» **What you have to do**:
Reproduce the rows below word for word, starting at the row that contains "of the <item>ceiling" and ending at the row that contains "Target: <item>ceiling fan".

>> BEGIN Extracted material

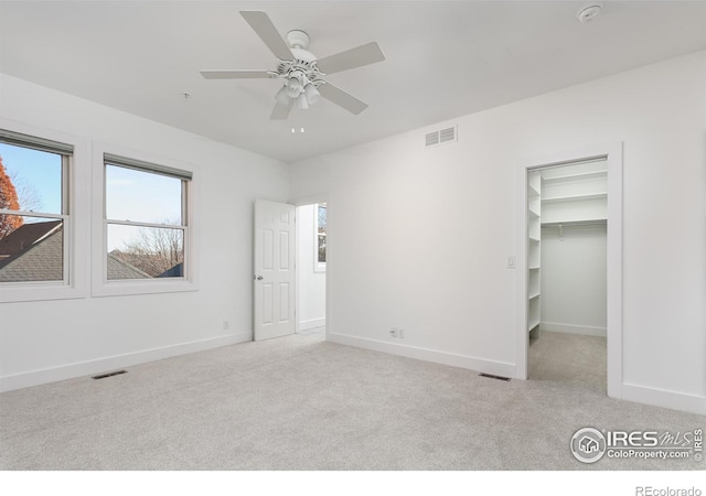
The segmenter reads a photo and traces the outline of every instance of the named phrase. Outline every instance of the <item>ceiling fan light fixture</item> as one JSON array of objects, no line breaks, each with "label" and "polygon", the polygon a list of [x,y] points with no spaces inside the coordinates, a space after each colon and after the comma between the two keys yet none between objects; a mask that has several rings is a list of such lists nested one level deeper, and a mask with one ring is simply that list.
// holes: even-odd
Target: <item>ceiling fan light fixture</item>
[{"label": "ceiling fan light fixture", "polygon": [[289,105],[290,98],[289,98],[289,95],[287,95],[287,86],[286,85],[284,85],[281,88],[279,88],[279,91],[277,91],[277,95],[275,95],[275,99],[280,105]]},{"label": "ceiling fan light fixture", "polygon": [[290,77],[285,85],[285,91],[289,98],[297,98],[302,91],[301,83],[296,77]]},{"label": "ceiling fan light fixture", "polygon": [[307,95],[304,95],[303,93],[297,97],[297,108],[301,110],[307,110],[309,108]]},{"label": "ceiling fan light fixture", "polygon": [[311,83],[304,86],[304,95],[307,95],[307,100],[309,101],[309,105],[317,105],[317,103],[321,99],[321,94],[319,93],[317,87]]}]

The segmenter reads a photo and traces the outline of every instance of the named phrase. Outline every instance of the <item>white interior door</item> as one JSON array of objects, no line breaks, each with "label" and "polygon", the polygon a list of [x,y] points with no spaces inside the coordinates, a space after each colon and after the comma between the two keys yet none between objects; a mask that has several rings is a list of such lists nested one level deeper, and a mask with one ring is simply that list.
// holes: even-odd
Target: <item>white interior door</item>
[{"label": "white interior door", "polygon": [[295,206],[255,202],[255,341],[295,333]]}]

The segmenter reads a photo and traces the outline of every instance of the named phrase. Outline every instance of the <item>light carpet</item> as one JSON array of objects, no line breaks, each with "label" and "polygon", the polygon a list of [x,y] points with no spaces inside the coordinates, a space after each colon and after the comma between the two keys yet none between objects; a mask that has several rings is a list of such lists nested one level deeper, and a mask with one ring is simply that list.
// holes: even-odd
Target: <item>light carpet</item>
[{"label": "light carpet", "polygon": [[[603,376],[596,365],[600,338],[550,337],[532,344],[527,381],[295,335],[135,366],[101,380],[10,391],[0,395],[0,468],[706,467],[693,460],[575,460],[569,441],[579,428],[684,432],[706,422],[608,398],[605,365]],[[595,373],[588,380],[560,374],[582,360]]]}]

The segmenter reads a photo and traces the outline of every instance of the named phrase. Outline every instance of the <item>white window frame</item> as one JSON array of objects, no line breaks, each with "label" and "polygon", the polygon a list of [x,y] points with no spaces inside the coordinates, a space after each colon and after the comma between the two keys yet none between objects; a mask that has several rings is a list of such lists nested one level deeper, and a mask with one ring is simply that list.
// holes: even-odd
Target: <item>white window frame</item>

>> END Extracted material
>> BEGIN Extracted material

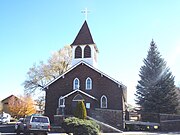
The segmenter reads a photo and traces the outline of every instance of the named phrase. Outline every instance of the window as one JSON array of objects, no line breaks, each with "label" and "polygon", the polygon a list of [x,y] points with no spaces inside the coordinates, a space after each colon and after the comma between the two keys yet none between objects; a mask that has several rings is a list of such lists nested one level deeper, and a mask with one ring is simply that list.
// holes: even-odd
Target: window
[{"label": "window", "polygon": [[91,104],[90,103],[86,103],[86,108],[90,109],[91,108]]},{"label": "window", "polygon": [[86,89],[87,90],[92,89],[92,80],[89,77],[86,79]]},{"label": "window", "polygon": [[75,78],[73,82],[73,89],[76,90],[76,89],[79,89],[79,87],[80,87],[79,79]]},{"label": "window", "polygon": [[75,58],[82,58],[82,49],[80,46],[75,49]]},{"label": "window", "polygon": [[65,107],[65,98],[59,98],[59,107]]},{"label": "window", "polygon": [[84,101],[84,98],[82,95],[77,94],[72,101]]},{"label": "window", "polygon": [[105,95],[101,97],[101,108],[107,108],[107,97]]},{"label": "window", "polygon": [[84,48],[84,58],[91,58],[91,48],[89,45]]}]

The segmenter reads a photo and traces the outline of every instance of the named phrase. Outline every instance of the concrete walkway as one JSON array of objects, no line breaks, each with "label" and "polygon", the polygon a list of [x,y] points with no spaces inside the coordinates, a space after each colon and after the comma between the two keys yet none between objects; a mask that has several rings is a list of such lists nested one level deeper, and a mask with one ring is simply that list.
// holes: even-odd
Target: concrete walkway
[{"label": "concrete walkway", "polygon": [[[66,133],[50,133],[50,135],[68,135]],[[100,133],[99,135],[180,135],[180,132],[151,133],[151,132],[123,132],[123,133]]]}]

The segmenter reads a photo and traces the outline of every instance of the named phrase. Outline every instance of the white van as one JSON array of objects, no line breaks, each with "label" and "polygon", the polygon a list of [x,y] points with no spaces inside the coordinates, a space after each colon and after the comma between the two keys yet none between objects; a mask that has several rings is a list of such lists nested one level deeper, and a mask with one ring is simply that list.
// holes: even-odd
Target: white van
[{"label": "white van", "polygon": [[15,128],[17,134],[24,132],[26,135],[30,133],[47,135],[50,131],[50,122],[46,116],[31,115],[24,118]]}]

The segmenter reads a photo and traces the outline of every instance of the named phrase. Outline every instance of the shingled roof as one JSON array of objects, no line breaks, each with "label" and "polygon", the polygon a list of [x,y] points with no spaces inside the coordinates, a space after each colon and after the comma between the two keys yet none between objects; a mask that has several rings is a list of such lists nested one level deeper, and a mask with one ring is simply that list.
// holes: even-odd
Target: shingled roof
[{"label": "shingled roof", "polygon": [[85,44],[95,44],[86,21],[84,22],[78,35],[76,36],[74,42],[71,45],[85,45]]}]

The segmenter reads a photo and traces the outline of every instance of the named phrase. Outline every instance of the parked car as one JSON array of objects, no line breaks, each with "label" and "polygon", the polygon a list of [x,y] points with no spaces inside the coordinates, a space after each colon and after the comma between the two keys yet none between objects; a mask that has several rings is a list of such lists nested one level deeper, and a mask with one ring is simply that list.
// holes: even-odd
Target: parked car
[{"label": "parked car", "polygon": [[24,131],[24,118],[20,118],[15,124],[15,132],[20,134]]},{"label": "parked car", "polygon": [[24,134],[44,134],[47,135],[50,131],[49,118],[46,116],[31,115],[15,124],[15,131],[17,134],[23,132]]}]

>> END Extracted material
>> BEGIN Extracted material

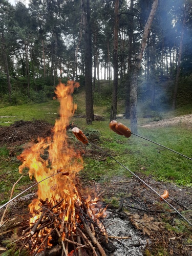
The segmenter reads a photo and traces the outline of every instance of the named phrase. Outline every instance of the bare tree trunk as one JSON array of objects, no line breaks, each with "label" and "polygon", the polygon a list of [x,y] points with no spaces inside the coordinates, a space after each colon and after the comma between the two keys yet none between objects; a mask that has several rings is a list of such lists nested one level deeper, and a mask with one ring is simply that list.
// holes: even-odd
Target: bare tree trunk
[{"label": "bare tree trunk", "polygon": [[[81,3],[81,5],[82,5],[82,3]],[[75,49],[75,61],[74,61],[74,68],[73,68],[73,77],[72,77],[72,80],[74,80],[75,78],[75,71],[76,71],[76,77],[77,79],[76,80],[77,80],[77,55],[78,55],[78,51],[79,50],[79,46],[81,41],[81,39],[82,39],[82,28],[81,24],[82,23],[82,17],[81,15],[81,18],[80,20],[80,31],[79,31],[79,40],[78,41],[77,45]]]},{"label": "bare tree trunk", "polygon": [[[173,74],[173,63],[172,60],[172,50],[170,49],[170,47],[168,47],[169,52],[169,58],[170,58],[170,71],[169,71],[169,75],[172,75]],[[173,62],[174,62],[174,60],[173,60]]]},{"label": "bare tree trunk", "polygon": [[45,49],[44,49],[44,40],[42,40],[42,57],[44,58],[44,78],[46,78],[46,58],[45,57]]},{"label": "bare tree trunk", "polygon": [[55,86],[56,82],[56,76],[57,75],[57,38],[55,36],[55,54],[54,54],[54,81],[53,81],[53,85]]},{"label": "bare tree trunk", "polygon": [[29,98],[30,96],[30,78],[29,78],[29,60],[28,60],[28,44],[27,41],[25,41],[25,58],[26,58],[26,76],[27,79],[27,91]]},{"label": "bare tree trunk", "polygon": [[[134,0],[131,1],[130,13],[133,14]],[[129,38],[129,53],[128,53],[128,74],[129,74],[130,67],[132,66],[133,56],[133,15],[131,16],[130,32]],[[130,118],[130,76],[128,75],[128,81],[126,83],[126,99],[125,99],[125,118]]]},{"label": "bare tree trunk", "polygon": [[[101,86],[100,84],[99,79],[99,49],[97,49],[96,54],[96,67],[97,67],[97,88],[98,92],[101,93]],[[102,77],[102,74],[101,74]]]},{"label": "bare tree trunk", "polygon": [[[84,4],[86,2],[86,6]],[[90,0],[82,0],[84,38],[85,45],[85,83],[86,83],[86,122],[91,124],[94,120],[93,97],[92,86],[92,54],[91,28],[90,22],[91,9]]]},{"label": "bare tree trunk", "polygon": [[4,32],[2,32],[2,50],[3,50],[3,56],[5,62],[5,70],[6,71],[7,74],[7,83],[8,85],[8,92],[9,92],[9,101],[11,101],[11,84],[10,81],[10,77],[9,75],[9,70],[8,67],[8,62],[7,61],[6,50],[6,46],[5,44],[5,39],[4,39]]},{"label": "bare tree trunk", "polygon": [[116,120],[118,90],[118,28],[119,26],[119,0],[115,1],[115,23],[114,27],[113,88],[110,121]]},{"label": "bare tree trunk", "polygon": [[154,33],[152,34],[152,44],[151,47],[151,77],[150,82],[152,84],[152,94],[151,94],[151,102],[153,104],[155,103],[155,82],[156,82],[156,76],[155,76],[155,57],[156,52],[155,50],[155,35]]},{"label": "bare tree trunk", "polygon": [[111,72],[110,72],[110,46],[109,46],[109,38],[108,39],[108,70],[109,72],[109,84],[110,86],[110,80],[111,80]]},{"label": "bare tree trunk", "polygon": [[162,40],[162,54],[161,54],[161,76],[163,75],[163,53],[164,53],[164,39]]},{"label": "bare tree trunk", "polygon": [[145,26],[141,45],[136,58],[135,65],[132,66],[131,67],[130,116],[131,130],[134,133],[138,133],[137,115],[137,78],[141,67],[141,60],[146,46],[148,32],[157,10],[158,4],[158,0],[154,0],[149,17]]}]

>> END Extracted material

» **Result**:
The segmenter reads a photo and traces the outline of every instance of the named phrase. Outline every instance of the <item>ceiling fan light fixture</item> as one JSON array of objects, no line breaks, each with "label" and "polygon", the polygon a list of [x,y] points with no spaces inside the coordinates, a space after each colon and after the comma between the two keys yet none between objects; a mask that has several rings is a list of such lists nested one level deeper, and a mask with one ring is simply that list.
// holes: even-odd
Target: <item>ceiling fan light fixture</item>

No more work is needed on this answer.